> Task directions
Pick out each line in the records below that contains the string "hand", and copy those lines.

#### Raw data

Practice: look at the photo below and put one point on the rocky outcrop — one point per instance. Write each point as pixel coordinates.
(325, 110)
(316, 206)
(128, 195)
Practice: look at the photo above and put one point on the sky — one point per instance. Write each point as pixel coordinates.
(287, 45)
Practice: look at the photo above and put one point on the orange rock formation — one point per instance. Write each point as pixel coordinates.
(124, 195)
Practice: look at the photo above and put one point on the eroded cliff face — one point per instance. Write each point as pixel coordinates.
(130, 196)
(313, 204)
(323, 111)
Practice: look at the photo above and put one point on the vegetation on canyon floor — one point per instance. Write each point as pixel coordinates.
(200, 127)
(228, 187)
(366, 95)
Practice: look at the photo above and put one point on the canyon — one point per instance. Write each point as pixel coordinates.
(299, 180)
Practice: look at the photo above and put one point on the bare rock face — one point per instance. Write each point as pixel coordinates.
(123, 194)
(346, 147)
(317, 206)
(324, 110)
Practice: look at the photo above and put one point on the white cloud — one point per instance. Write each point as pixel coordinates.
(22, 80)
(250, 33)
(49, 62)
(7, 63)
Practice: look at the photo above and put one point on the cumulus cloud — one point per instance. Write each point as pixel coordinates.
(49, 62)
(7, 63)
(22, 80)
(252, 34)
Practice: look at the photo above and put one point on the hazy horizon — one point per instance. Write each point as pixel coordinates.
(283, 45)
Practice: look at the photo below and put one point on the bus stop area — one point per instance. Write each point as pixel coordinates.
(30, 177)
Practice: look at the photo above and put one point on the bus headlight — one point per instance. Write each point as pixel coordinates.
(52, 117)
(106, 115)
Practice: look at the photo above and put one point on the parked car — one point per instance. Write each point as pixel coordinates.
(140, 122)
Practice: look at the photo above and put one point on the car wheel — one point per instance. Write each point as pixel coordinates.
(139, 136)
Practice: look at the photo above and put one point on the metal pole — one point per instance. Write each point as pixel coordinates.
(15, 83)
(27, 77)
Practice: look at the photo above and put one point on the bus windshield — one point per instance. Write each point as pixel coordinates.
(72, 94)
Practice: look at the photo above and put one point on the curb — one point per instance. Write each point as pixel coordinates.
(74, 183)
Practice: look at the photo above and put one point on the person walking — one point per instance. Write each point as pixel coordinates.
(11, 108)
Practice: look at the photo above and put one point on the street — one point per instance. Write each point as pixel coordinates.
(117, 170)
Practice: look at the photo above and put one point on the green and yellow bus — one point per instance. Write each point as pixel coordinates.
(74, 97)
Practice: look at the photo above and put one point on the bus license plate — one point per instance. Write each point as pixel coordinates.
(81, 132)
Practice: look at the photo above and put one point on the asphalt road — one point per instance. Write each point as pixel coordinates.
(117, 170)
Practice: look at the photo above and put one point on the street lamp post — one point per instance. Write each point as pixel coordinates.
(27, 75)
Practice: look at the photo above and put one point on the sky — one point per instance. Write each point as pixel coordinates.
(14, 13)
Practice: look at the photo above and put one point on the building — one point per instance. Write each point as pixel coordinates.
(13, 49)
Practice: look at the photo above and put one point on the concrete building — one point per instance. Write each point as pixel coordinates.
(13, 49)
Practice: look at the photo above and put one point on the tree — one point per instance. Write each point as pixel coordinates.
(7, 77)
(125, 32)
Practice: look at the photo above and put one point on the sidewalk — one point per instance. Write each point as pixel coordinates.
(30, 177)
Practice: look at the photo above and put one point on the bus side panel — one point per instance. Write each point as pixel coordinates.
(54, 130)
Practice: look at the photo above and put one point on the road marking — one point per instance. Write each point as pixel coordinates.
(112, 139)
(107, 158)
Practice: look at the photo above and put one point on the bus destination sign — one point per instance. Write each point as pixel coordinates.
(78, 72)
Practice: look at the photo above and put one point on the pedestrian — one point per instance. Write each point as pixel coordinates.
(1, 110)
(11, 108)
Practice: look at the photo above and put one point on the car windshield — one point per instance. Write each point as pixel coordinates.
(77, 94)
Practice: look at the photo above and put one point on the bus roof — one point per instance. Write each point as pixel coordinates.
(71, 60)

########
#### Raw data

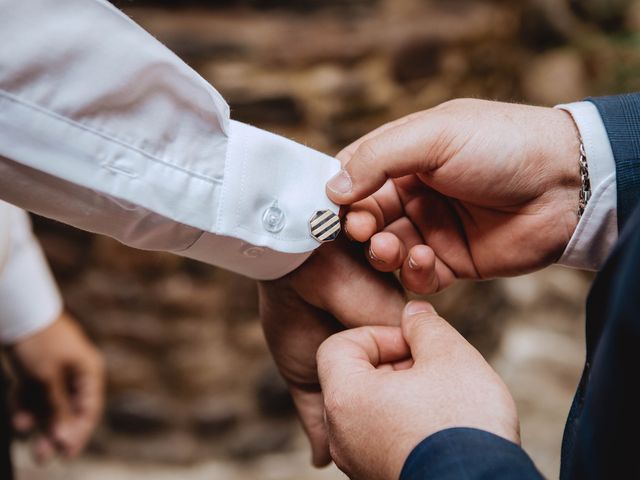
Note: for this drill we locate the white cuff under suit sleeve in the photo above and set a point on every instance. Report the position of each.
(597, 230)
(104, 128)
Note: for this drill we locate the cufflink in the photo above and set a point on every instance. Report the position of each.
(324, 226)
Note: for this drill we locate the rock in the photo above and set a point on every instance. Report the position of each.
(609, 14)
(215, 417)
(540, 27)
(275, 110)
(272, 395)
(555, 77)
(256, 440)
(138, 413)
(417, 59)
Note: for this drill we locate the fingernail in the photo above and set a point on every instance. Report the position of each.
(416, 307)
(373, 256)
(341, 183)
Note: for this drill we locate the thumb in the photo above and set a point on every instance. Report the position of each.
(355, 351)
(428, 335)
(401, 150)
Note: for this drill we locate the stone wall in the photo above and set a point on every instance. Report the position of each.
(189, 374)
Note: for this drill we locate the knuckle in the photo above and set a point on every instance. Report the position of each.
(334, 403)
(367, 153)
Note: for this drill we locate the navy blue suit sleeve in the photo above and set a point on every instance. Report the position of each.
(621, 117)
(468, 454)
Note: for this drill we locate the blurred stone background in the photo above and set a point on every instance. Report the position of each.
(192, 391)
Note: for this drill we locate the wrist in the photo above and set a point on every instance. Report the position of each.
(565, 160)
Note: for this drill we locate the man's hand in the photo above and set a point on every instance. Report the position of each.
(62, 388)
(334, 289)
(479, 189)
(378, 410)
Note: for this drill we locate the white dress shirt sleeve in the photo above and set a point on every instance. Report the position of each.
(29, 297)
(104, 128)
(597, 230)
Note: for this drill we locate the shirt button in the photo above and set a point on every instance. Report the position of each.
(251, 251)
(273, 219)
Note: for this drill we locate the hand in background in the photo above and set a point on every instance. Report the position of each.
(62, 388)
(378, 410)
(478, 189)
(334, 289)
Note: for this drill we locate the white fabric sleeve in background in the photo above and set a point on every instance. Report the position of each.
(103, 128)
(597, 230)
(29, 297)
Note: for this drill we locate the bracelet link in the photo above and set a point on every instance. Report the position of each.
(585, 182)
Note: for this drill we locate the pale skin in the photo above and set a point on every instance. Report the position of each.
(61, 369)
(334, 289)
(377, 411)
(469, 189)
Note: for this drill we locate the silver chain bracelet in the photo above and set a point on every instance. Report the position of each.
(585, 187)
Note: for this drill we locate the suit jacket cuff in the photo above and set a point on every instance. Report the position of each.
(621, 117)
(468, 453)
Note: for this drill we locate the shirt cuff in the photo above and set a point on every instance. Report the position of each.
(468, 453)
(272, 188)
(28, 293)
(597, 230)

########
#### Raw data

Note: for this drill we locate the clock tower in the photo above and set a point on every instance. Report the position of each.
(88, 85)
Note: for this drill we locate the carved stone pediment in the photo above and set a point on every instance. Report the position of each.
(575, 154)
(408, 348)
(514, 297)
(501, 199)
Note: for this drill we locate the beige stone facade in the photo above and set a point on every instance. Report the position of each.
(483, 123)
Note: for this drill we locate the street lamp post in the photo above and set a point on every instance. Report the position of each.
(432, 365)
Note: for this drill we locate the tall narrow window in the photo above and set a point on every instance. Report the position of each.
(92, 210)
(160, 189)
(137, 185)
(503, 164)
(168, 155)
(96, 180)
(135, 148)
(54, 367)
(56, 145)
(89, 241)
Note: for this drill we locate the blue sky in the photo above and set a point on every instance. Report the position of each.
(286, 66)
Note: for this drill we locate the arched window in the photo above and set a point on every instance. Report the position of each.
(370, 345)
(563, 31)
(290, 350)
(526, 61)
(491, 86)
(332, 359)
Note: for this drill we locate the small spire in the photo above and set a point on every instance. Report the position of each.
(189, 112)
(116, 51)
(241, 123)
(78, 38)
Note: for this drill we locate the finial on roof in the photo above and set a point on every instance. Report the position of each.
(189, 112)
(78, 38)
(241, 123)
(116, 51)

########

> Task response
Note: for this drill we locate the man's hand in the photo above and set a point on every instance. Report the position of each.
Note: for this drill we locate the hand in background in the photo above and set a point on every instance. Report the position of each.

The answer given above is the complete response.